*** Opening Study text ***

The Effect of Ethanol and Ethyl Acetate Fraction of Chayote fruit (Sechium edule Jacq. Swartz) on the Oxidative Stress and Insulin Resistance of Male White Rat Model Type 2 Diabetes Mellitus


  • Jekson Martiar Siahaan Doctoral Program, Universitas Sumatera Utara, Medan, Indonesia; Department of Physiology, Faculty of Medicine, Universitas Sumatera Utara, Medan, Indonesia
  • Syaffruddin Illyas Department of Biology, Faculty of Mathematics and Natural Science, Universitas Sumatera Utara, Medan, Indonesia
  • Dharma Lindarto Department of Internal Medicine, Faculty of Medicine, Universitas Sumatera Utara, Medan, Indonesia
  • Marline Nainggolan Department of Pharmaceutical Biology, Faculty of Pharmacy, Universitas Sumatera Utara, Medan, Indonesia



Type 2 DM, Insulin Resistance, Streptozotocin, Nicotinamide, High-fat diet (HFD)

*** Closing Study text ***
*** Opening Given data ***

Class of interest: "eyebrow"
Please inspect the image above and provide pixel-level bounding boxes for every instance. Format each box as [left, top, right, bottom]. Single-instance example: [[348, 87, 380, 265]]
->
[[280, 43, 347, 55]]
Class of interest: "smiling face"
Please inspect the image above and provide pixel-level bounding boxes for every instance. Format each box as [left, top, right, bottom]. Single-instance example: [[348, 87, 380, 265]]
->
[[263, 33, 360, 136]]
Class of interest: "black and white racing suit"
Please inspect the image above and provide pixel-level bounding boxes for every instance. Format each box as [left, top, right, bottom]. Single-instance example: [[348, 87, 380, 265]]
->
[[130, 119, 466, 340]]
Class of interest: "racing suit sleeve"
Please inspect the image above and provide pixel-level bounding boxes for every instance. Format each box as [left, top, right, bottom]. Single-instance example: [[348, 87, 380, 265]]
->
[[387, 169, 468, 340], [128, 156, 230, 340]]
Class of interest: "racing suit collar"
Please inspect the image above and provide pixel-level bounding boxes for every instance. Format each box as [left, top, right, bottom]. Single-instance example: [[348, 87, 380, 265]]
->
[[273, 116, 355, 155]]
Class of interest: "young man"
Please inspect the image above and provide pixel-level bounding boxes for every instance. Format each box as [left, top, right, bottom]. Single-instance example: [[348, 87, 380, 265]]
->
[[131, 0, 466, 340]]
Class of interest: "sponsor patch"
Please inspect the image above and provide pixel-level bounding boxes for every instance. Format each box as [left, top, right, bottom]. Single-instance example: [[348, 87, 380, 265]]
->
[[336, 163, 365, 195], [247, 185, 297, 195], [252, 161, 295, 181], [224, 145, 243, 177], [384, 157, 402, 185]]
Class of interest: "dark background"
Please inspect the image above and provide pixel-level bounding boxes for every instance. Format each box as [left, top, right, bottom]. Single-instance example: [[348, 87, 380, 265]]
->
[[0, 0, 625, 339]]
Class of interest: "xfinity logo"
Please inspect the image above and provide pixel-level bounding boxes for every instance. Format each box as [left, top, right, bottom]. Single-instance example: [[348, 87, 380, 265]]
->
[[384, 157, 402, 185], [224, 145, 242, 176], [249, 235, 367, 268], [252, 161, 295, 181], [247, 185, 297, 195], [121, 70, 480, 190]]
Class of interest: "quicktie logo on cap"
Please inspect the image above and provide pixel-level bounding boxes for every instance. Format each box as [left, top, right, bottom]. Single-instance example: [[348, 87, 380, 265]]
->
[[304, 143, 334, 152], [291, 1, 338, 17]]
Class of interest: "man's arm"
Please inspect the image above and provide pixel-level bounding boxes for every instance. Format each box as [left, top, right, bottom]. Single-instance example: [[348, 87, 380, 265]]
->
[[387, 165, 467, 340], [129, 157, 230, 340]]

*** Closing Given data ***

# [Exercise set]
[a] Quote the chayote fruit study page word for word, taking the stretch from "The Effect of" through "High-fat diet (HFD)".
[b] According to the chayote fruit study page, which department and faculty is Marline Nainggolan listed under?
[c] Carry on the chayote fruit study page from the point where it stops.

# [Answers provided]
[a]
The Effect of Ethanol and Ethyl Acetate Fraction of Chayote fruit (Sechium edule Jacq. Swartz) on the Oxidative Stress and Insulin Resistance of Male White Rat Model Type 2 Diabetes Mellitus


  • Jekson Martiar Siahaan Doctoral Program, Universitas Sumatera Utara, Medan, Indonesia; Department of Physiology, Faculty of Medicine, Universitas Sumatera Utara, Medan, Indonesia
  • Syaffruddin Illyas Department of Biology, Faculty of Mathematics and Natural Science, Universitas Sumatera Utara, Medan, Indonesia
  • Dharma Lindarto Department of Internal Medicine, Faculty of Medicine, Universitas Sumatera Utara, Medan, Indonesia
  • Marline Nainggolan Department of Pharmaceutical Biology, Faculty of Pharmacy, Universitas Sumatera Utara, Medan, Indonesia



Type 2 DM, Insulin Resistance, Streptozotocin, Nicotinamide, High-fat diet (HFD)

[b] The Department of Pharmaceutical Biology, Faculty of Pharmacy, Universitas Sumatera Utara.

[c]
BACKGROUND: Oxidative stress in type 2 diabetes mellitus (T2D) causes insulin resistance and disordered insulin secretion. Pathomechanisms of T2D consist of dysfunctional pancreatic β-cell and insulin resistance caused by free radical (reactive oxygen species and reactive nitrogen species) that produced from the glucose metabolism pathway. Insulin resistance can be measured using the homeostatic model assessment of insulin resistance (HOMA-IR). Oxidative stress can measure through the activities of malondialdehyde (MDA) and superoxide dismutase (SOD).

AIM: This research aims to study the potential of chayote (Sechium edule Jacq. Swartz) to be used as antihyperglycemic in T2D.

MATERIALS AND METHODS: This research was conducted with a post-test randomized controlled group design. Eleven groups with four male rats each were used. Normal untreated rats were treated under ad libitum feeding and drinking condition. Meanwhile, the rat models were induced with the combination of 45 mg/kg b.w. streptozotocin, 110 mg/kg b.w. nicotinamide, 40.5 mg/kg b.w. metformin, high-fat diet, and/or chayote extract. The chayote extract was orally administered to the rat in the form of ethanol extract and/or ethyl acetate fraction, with three dosages of 45 mg/kg b.w., 100 mg/kg b.w., and 150 mg/kg b.w. for each extract type. The body weight, glucose level, insulin level, MDA, and SOD activities were measured. The HOMA-IR was used.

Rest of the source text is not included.